- Task directions: Can you set out the items as a numbered list, with blank lines dropped, from the start of the items up to and including the line containing "x=363, y=127"? Include only those lines.

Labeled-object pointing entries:
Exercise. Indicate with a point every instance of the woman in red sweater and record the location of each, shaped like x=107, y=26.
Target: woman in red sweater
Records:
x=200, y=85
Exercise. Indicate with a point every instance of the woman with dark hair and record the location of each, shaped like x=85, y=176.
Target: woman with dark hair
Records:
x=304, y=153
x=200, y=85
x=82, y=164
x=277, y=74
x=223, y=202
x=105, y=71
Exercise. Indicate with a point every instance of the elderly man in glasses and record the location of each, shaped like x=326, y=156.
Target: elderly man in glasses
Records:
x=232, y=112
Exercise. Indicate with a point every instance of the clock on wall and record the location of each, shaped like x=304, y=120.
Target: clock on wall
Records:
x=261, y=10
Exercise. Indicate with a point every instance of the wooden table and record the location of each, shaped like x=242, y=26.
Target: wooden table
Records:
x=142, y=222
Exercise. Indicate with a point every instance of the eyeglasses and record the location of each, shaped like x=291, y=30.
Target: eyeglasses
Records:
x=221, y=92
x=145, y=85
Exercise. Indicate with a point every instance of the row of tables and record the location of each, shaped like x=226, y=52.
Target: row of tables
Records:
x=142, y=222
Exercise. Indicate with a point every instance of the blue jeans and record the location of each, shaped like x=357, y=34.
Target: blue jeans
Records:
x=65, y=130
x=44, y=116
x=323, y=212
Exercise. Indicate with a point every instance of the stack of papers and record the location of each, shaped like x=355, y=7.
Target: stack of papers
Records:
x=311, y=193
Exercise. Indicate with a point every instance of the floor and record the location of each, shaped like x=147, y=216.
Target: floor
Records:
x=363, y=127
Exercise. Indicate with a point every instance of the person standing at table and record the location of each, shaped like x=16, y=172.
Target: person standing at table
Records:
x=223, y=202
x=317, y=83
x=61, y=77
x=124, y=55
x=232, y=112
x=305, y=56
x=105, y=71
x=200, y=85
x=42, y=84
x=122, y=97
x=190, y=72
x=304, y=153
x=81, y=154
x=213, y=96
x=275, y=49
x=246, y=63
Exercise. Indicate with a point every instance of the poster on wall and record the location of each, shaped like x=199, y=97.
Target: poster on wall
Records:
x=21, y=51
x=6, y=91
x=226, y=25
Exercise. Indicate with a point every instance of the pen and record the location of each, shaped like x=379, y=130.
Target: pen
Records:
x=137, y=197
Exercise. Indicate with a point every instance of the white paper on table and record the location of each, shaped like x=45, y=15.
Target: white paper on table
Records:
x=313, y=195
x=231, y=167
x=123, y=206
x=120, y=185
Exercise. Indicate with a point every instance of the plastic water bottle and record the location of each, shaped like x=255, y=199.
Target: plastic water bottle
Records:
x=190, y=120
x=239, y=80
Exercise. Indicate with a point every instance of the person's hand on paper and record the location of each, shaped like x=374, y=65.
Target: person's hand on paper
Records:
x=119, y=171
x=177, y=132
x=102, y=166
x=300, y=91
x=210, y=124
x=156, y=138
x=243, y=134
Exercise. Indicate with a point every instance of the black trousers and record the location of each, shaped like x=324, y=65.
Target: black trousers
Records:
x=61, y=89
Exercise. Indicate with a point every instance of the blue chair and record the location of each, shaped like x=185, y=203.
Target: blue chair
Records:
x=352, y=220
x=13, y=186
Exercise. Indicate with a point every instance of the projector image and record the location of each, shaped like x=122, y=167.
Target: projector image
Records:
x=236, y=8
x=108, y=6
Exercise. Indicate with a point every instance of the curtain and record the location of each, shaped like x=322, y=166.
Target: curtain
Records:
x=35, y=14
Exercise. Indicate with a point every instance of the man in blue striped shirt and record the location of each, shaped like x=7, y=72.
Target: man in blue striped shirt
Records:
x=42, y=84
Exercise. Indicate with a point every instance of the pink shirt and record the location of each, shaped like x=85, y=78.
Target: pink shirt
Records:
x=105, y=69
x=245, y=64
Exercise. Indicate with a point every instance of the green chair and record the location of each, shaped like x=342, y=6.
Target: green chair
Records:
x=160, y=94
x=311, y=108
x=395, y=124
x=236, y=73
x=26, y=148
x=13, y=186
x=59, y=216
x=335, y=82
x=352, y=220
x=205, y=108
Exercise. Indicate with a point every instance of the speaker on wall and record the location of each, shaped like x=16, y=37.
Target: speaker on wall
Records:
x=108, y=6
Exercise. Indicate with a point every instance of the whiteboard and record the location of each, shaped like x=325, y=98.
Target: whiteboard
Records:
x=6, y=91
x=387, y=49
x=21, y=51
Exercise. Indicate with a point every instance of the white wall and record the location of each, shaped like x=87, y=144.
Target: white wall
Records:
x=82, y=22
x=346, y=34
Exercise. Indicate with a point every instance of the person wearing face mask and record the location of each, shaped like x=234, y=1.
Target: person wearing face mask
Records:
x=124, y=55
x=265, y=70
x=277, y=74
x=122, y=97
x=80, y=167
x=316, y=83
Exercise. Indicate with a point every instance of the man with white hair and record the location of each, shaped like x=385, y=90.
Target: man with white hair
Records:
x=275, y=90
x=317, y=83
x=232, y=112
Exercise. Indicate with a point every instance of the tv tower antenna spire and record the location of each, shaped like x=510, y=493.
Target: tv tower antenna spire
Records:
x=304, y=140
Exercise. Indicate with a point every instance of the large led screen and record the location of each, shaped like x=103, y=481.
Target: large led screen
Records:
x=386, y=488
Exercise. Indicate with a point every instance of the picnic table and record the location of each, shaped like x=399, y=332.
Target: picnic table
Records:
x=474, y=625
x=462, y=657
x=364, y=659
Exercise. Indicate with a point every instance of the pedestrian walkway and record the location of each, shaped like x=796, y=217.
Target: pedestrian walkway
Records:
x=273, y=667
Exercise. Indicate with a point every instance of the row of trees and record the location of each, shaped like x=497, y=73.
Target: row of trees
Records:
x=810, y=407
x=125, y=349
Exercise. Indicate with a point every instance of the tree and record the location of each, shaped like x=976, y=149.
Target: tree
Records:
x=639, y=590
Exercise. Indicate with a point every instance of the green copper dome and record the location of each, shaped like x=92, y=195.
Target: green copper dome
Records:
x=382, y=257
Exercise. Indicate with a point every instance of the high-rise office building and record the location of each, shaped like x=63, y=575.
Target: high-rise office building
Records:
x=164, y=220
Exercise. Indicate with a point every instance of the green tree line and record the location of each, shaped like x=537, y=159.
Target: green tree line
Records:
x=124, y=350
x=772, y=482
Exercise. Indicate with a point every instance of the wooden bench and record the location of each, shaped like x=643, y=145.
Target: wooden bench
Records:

- Right answer:
1. Exercise. Indicate with a point every instance of the woman in red sweater and record the location of each, shaped like x=107, y=26.
2. Target: woman in red sweater
3. Records:
4. x=200, y=85
5. Exercise. Indicate with a point every instance of the woman with dark hair and record the location of each, shaped like x=85, y=176.
6. Target: woman with dark hair
7. Records:
8. x=304, y=153
9. x=200, y=85
10. x=82, y=164
11. x=277, y=74
12. x=223, y=202
13. x=105, y=71
14. Exercise. Indicate with a point every instance of the elderly man in glasses and record the location of each, shaped like x=326, y=156.
15. Target: elderly man in glasses
16. Records:
17. x=232, y=112
18. Exercise. Indicate with a point every instance of the clock on wall and record the location of each, shaped like x=304, y=120.
19. Target: clock on wall
20. Records:
21. x=261, y=10
22. Exercise. Indicate with a point every instance of the wooden table and record the location of each, shaped like x=242, y=26.
23. Target: wooden table
24. Records:
25. x=142, y=222
26. Exercise. Indicate with a point every instance of the eyeglasses and record the location of each, shaped like x=291, y=30.
27. Target: eyeglasses
28. Records:
29. x=221, y=92
30. x=145, y=85
31. Exercise. Indicate with a point every instance of the row of tables and record the location of each, shaped like x=226, y=52.
32. Target: row of tables
33. Records:
34. x=142, y=222
35. Exercise. Indicate with a point every instance of the blue jeans and record the location of each, shaped like x=357, y=34.
36. Target: blue jeans
37. Records:
38. x=65, y=130
39. x=44, y=116
40. x=323, y=212
41. Exercise. Indicate with a point every instance of the stack of papers and record the location of each, shaped like x=355, y=7.
42. Target: stack of papers
43. Records:
44. x=311, y=193
45. Exercise. Indicate with a point every instance of the floor and record the location of each, shaped like x=147, y=216.
46. Target: floor
47. Records:
48. x=363, y=127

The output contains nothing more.